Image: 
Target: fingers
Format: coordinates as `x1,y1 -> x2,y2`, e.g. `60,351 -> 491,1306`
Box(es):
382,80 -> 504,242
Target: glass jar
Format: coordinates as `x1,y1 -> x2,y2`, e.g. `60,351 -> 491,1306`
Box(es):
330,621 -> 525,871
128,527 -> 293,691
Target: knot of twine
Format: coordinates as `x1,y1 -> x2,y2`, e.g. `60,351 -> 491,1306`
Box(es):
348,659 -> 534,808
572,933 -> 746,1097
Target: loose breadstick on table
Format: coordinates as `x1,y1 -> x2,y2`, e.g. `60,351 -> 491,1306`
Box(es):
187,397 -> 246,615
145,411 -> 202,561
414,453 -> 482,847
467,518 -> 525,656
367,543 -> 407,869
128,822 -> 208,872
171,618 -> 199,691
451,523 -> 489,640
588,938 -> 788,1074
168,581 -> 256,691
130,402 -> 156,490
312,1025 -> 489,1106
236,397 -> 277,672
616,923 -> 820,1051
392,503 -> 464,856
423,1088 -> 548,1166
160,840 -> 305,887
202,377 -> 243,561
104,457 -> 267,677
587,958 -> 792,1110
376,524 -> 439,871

----

[Task to carry out]
Return the whole listing exactly.

[Written solution]
Image: 
Target: fingers
Format: coordinates as `x1,y1 -> x2,y2`, e.g. `60,351 -> 491,1306`
Box(es):
382,80 -> 504,242
Target: glass jar
Format: coordinates as `x1,y1 -> x2,y2`, e.g. `60,351 -> 491,1306`
Box(es):
330,621 -> 525,871
128,527 -> 293,691
Target: knot of twine
Format: coordinates as `x1,y1 -> x2,y2`, e.g. `60,351 -> 491,1306`
Box(es):
348,659 -> 534,808
572,933 -> 746,1097
Target: loose breadstick on table
Format: coordinates as `x1,y1 -> x2,y2`, e.g. `60,351 -> 491,1306`
Box(es):
187,397 -> 246,615
145,411 -> 202,561
414,453 -> 482,847
467,518 -> 525,656
367,543 -> 407,869
128,822 -> 208,872
171,618 -> 199,691
451,523 -> 489,640
588,938 -> 788,1074
168,581 -> 256,691
130,402 -> 156,490
312,1025 -> 489,1106
236,397 -> 277,672
616,923 -> 820,1051
392,503 -> 464,856
423,1088 -> 548,1166
160,840 -> 305,887
202,377 -> 243,561
104,457 -> 267,677
587,958 -> 792,1110
376,524 -> 439,871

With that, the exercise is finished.